■ EXERCISE DETAILS ■
Echo the lines of the listing below verbatim, starting with the line that contains "A single point marks each instance of the sower" and going on through the final line of the listing.

START

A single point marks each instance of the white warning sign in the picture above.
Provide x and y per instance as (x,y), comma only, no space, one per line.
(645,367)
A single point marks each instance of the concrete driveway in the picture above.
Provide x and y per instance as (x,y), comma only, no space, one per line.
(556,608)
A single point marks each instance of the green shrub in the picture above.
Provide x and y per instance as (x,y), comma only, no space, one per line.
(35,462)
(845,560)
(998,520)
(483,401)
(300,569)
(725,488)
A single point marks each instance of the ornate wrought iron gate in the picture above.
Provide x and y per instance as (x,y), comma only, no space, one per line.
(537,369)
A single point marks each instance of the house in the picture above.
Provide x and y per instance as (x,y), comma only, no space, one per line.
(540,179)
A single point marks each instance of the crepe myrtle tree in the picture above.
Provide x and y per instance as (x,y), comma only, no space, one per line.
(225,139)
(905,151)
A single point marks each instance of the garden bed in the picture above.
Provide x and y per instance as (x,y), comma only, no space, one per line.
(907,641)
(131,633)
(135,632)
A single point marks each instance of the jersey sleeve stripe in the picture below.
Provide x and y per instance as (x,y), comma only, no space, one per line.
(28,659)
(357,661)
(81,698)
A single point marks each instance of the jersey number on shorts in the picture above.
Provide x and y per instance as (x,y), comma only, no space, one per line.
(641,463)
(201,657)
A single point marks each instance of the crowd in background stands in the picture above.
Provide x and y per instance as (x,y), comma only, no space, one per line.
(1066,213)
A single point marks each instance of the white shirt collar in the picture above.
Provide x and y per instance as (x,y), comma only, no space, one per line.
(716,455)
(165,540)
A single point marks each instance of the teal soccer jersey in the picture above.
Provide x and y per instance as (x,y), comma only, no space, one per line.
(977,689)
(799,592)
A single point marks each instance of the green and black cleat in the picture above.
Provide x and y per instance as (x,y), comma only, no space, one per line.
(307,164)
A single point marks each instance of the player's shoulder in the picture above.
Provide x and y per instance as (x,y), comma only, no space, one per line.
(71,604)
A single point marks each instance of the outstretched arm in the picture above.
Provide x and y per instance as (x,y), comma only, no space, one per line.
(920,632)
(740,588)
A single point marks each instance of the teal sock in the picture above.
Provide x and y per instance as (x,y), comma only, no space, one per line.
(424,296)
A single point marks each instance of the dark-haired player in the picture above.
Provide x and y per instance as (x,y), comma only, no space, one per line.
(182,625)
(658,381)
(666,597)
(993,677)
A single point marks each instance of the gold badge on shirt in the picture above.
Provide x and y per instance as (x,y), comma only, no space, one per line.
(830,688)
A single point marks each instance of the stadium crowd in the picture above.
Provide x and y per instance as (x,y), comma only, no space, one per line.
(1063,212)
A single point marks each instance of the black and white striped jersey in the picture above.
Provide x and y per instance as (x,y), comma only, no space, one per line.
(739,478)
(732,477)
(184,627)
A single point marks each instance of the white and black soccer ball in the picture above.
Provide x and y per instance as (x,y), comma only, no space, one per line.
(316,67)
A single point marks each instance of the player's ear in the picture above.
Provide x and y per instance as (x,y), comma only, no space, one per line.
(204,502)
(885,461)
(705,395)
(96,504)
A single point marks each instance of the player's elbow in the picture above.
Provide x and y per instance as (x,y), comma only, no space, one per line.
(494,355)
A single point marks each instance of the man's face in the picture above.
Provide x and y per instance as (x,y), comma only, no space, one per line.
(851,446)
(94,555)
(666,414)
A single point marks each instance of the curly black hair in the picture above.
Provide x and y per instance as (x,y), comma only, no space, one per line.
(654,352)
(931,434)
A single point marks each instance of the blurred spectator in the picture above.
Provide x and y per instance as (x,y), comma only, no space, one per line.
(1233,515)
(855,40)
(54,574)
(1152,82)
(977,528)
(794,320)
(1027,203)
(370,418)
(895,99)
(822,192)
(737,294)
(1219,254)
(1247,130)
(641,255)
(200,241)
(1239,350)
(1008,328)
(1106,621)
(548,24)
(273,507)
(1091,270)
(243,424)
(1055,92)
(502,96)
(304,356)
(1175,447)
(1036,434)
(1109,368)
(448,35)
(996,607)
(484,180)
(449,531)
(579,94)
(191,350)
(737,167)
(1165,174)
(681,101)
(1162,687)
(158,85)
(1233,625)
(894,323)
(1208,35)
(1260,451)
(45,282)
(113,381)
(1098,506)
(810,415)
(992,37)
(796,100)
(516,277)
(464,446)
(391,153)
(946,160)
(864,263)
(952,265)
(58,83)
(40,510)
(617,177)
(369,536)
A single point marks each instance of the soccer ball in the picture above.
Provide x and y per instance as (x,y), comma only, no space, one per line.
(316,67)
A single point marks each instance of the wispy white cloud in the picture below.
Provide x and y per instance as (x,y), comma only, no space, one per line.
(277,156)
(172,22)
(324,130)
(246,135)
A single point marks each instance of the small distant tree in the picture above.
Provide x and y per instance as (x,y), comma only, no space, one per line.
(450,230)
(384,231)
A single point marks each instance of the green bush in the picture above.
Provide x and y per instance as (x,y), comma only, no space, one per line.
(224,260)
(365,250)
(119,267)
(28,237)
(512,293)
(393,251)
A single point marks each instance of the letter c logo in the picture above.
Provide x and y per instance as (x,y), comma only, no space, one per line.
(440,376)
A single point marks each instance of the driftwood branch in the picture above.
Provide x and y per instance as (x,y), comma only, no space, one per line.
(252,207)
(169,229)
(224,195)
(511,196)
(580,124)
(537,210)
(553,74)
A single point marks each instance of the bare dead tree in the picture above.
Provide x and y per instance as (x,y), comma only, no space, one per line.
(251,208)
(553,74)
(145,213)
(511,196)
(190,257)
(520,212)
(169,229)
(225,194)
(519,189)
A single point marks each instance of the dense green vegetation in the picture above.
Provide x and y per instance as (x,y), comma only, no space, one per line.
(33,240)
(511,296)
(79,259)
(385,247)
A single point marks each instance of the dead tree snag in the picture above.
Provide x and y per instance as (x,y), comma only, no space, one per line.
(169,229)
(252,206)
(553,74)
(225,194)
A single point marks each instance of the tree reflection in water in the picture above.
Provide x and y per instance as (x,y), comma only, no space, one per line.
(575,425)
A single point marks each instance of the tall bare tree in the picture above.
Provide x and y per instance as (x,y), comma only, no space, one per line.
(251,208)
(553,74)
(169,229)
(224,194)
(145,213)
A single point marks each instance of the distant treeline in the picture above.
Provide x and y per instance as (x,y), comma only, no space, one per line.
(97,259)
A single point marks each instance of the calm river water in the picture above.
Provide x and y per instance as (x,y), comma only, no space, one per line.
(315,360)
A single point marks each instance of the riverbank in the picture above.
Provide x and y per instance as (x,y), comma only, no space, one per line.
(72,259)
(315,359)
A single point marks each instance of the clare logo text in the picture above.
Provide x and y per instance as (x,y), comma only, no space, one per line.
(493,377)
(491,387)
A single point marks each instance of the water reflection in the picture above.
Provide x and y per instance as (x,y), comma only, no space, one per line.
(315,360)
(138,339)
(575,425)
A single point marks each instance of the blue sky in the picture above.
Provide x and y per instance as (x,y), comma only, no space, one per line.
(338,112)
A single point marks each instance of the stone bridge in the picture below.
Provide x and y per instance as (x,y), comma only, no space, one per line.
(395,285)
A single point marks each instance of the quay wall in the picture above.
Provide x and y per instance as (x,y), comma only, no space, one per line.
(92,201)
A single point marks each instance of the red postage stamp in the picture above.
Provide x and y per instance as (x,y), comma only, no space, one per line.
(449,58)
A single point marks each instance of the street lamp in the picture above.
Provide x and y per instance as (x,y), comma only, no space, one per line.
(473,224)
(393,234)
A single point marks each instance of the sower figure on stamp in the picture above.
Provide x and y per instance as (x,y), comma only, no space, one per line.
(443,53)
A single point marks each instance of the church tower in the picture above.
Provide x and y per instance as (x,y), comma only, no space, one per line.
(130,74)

END

■ OUTPUT ■
A single point marks each instance of the sower figure on stamp in the picture above.
Provide x and y per instance as (x,y), comma only, no space, one per line.
(443,53)
A single point marks each instance of the church tower in the picture above.
Provide x and y per instance as (x,y), comma only, no space, one per line.
(130,74)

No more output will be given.